- [What to work on]: Every line of the data, first to last, must be written out unchanged.

- [Task inputs]:

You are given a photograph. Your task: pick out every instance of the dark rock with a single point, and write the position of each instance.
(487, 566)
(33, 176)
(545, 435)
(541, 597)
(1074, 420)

- [Task result]:
You are given a photograph. Your task: pick out every instance of the dark rock with a single point, and write the position of each instance.
(487, 566)
(33, 176)
(545, 435)
(541, 597)
(1074, 420)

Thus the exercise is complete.